-- start of DATA EXTRACT --
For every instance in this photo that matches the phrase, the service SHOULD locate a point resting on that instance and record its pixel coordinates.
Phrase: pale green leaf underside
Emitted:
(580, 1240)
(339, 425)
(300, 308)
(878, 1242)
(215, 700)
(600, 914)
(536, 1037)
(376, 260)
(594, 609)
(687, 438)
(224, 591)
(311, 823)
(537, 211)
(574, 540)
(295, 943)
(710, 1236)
-- end of DATA EXTRACT --
Scale these rows: reproduce every line, including each request, and multiply every pixel coordinate in the answers by 2.2, rounding to whole numbers with halves rounded up.

For every instance in this photo that matches the phrase, the service SHOULD locate a point resting on that instance and record its pixel coordinates.
Phrase: pale green leaf underside
Emitted:
(1276, 2728)
(746, 935)
(660, 678)
(1932, 2732)
(473, 1540)
(1320, 2011)
(1179, 2281)
(827, 572)
(1307, 1340)
(1511, 964)
(493, 1300)
(684, 1811)
(1181, 464)
(1263, 1188)
(649, 2075)
(1562, 2719)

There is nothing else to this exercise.